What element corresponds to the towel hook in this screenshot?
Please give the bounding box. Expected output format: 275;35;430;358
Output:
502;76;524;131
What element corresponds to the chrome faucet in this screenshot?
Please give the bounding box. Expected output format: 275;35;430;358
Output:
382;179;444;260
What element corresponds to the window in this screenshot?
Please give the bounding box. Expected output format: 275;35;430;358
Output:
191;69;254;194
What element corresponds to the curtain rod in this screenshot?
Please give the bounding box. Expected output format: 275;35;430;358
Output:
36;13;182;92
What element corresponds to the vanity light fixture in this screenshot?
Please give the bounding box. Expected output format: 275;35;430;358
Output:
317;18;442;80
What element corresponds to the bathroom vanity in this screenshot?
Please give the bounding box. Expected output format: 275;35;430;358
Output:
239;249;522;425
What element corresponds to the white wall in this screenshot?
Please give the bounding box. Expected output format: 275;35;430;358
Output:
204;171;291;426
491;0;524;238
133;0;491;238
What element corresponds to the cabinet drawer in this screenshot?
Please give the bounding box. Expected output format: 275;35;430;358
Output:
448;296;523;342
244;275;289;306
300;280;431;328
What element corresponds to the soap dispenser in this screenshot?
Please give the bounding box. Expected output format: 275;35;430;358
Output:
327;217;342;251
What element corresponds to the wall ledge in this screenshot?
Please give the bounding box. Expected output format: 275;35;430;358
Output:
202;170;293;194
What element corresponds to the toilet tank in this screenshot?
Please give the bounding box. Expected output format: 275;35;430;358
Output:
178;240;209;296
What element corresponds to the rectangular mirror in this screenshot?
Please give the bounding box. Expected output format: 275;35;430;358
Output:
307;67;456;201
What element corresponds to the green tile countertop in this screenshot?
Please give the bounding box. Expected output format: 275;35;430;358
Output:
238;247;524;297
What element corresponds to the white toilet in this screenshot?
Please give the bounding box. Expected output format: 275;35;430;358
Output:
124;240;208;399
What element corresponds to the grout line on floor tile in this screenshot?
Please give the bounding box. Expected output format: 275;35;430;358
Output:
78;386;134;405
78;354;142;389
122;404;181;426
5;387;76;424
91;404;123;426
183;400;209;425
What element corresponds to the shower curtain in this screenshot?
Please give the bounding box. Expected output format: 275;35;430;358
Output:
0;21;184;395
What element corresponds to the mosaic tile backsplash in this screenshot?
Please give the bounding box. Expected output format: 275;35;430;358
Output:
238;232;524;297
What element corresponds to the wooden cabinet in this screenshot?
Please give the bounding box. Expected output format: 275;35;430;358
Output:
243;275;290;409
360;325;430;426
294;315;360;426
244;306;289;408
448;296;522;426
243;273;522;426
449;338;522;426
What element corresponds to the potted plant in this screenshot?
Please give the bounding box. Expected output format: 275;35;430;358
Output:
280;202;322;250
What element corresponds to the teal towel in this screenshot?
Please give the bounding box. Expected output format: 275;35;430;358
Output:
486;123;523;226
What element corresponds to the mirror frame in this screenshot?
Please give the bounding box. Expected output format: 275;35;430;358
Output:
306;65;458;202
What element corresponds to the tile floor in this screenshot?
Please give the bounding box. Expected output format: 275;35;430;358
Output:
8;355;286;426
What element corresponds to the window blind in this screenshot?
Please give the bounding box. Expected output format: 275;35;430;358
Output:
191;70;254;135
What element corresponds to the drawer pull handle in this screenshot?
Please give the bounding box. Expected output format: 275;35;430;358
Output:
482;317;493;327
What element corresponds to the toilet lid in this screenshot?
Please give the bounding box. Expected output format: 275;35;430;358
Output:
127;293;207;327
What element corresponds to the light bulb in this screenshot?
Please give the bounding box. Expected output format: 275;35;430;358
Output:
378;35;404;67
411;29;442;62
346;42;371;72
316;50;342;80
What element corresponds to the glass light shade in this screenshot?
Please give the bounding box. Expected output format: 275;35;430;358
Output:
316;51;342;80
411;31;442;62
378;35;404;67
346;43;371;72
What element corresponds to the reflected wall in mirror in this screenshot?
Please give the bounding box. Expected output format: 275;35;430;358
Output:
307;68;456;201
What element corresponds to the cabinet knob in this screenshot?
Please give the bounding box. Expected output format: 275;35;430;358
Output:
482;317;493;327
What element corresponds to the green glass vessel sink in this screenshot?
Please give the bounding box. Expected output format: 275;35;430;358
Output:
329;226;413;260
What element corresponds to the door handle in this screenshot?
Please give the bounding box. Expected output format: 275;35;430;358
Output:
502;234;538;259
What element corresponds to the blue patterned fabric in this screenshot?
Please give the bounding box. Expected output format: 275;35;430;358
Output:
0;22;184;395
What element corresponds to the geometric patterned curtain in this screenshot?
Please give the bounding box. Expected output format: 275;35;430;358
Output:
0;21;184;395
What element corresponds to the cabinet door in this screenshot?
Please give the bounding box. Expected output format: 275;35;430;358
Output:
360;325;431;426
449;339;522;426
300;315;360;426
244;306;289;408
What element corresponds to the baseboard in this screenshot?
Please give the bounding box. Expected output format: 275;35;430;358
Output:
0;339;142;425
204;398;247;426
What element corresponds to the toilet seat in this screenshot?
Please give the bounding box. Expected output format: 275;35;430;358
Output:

WHAT TO WORK ON
Rewrite everything from the start of the items above down to the line containing "202;170;293;194", replacing "screenshot" with "photo" and changing nothing else.

ANSWER TO THIS TASK
What element corresponds to the towel hook in this photo?
Please give the bounding box. Expected output format: 275;35;430;358
Output:
502;76;524;131
What element corresponds to the chrome faucet in this photo?
Please give the bounding box. Expected output format: 275;35;430;358
Output:
382;179;444;260
What element corresponds to the window in this photo?
Please give the bounding box. Expected output format: 275;35;430;358
Output:
191;69;254;194
What element corresponds to the curtain rod in this photo?
Please give the bounding box. Expected output format: 275;35;430;358
Output:
36;13;182;92
What element corresponds to the vanity light fixture in this photo?
Please give the bounding box. Expected output format: 275;35;430;358
Output:
317;18;442;80
What element corresponds to the bathroom vanity in this photo?
Please give the bounding box. Expected output format: 275;35;430;358
Output:
239;249;522;425
What element corresponds to the white wall in this photo?
Please give the bounding box. Expected output format: 275;35;430;358
Output:
204;171;291;426
491;0;524;238
133;0;491;238
What element corresponds to the cabinet drawer in this photo?
Please give the bounding box. Expected output format: 275;35;430;358
Output:
448;296;523;342
244;275;289;306
300;280;431;328
What element corresponds to the soap dispenser in this photo?
Please give the bounding box. Expected output format: 275;35;430;358
Output:
327;217;342;251
What element corresponds to the wall ledge in this photo?
Please give the bounding box. Expected output format: 275;35;430;358
Output:
202;170;293;194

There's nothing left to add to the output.